O que fazer
1. Duplique o trecho do excerto que vai de "No que diz respeito" até "com o narcotráfico.", com ambos os extremos incluídos.
2. Apresente todas as linhas de dados registados num CSV de duas colunas, pedido e resposta, com uma linha por pedido. Ponha o texto do pedido e a respetiva resposta cada um num único campo entre aspas, troque as quebras de linha por espaços e não inclua as imagens.

Excerto
Qualificação do Bem Jurídico no Crime de Branqueamento de Capitais (Parte 2)

22/09/2016

Por Liliana Santo de Azevedo Rodrigues - 22/09/2016

Leia também a parte 1

2. Bem jurídico do crime precedente

No que diz respeito ao bem jurídico do crime precedente, importa ter em consideração alguns fatores. Inicialmente a criminalização do branqueamento de capitais começou por se relacionar apenas com as vantagens geradas pelo tráfico de drogas. Nesse sentido, defendeu-se que o bem jurídico tutelado seria a saúde pública. O objetivo do crime de branqueamento seria o de evitar que se facilite a prática de delitos prévios.

Porém, hoje este argumento parece-nos manifestamente insustentável na medida em que surgiram posteriormente outros crimes precedentes considerados suficientemente graves que em nada se identificam com o narcotráfico.

Alguns autores resolveram a questão dizendo que o bem jurídico deveria então ser o somatório de todos os bens jurídicos protegidos pelos crimes precedentes, de entre os que seriam susceptíveis de gerar lucro. No entanto, se assim fosse, seria criado um supertipo cuja atuação se iria verificar nas hipóteses de ineficácia de outro tipo penal, desvirtuando assim a própria ideia do tipo. Acresce a falta de identificação do bem jurídico tutelado em concreto uma vez que o agente que pratica o branqueamento não contribui necessariamente com a manutenção do ataque ao bem jurídico já lesionado ou posto em perigo pelo autor do crime precedente, pelo que, uma vez mais, o bem jurídico em causa deverá ser encontrado de forma autónoma.[1]

3. Bem jurídico: administração da justiça

É necessário recuar à origem da criminalização do crime de branqueamento e seu principal objetivo. Na realidade, com a crescente expansão da globalização é muito fácil colocar os proventos do crime longe do alcance das autoridades, dissimulando a sua origem. Por este motivo, o objetivo da tipificação do crime de branqueamento reside no fato de se pretender uma maior eficácia no combate a determinadas formas de criminalidade, nomeadamente as mais gravosas.

Jorge Godinho sublinha que o branqueamento de capitais não se apresenta como uma forma de proteção da economia, mas antes uma forma de evitar que a apreensão dos bens de origem ilícita se torne impossível, tendo em consideração a modernização dos circuitos econômico-financeiros atuais, que permitem ocultar ou dissimular a proveniência dos bens, colocando-os fora do alcance das autoridades e com isso, retirando-lhes eficácia na sua actuação.

Dados registados

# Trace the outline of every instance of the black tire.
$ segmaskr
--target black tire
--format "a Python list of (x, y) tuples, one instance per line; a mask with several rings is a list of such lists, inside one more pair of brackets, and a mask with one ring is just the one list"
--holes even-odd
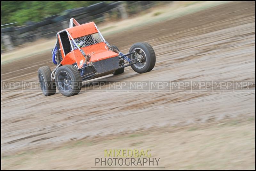
[(51, 80), (52, 71), (48, 66), (40, 67), (38, 70), (38, 77), (43, 94), (45, 96), (54, 94), (56, 92), (55, 83)]
[[(132, 45), (129, 51), (134, 51), (143, 56), (144, 59), (142, 63), (131, 65), (131, 66), (132, 69), (139, 73), (151, 71), (156, 64), (156, 54), (153, 48), (148, 43), (139, 42)], [(135, 57), (132, 55), (131, 55), (129, 56), (129, 58), (133, 59)]]
[[(117, 47), (115, 45), (112, 45), (111, 46), (112, 47), (112, 48), (114, 48), (118, 51), (120, 51), (119, 49), (118, 49)], [(121, 60), (121, 62), (122, 62), (122, 63), (124, 63), (124, 60)], [(124, 68), (122, 68), (119, 69), (117, 70), (116, 70), (115, 71), (114, 71), (112, 73), (112, 74), (113, 75), (118, 75), (118, 74), (120, 74), (123, 73), (124, 72)]]
[(55, 74), (55, 82), (58, 89), (65, 96), (78, 93), (82, 85), (80, 73), (75, 66), (65, 65), (59, 68)]

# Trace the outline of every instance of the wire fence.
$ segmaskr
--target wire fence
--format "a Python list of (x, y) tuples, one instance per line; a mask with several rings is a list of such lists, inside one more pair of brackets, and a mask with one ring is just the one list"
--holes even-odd
[(37, 23), (28, 22), (26, 26), (1, 26), (5, 28), (1, 29), (1, 52), (12, 50), (15, 47), (40, 38), (56, 36), (58, 31), (69, 27), (69, 20), (72, 17), (80, 24), (92, 21), (97, 24), (123, 19), (138, 15), (153, 7), (171, 2), (118, 1), (108, 4), (104, 1), (70, 10), (64, 15), (57, 15), (44, 18)]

Respostas dos exercícios
1.
No que diz respeito ao bem jurídico do crime precedente, importa ter em consideração alguns fatores. Inicialmente a criminalização do branqueamento de capitais começou por se relacionar apenas com as vantagens geradas pelo tráfico de drogas. Nesse sentido, defendeu-se que o bem jurídico tutelado seria a saúde pública. O objetivo do crime de branqueamento seria o de evitar que se facilite a prática de delitos prévios.

Porém, hoje este argumento parece-nos manifestamente insustentável na medida em que surgiram posteriormente outros crimes precedentes considerados suficientemente graves que em nada se identificam com o narcotráfico.

2.
pedido,resposta
"# Trace the outline of every instance of the black tire. $ segmaskr --target black tire --format ""a Python list of (x, y) tuples, one instance per line; a mask with several rings is a list of such lists, inside one more pair of brackets, and a mask with one ring is just the one list"" --holes even-odd","[(51, 80), (52, 71), (48, 66), (40, 67), (38, 70), (38, 77), (43, 94), (45, 96), (54, 94), (56, 92), (55, 83)] [[(132, 45), (129, 51), (134, 51), (143, 56), (144, 59), (142, 63), (131, 65), (131, 66), (132, 69), (139, 73), (151, 71), (156, 64), (156, 54), (153, 48), (148, 43), (139, 42)], [(135, 57), (132, 55), (131, 55), (129, 56), (129, 58), (133, 59)]] [[(117, 47), (115, 45), (112, 45), (111, 46), (112, 47), (112, 48), (114, 48), (118, 51), (120, 51), (119, 49), (118, 49)], [(121, 60), (121, 62), (122, 62), (122, 63), (124, 63), (124, 60)], [(124, 68), (122, 68), (119, 69), (117, 70), (116, 70), (115, 71), (114, 71), (112, 73), (112, 74), (113, 75), (118, 75), (118, 74), (120, 74), (123, 73), (124, 72)]] [(55, 74), (55, 82), (58, 89), (65, 96), (78, 93), (82, 85), (80, 73), (75, 66), (65, 65), (59, 68)]"
"# Trace the outline of every instance of the wire fence. $ segmaskr --target wire fence --format ""a Python list of (x, y) tuples, one instance per line; a mask with several rings is a list of such lists, inside one more pair of brackets, and a mask with one ring is just the one list"" --holes even-odd","[(37, 23), (28, 22), (26, 26), (1, 26), (5, 28), (1, 29), (1, 52), (12, 50), (15, 47), (40, 38), (56, 36), (58, 31), (69, 27), (69, 20), (72, 17), (80, 24), (92, 21), (97, 24), (123, 19), (138, 15), (153, 7), (171, 2), (118, 1), (108, 4), (104, 1), (70, 10), (64, 15), (57, 15), (44, 18)]"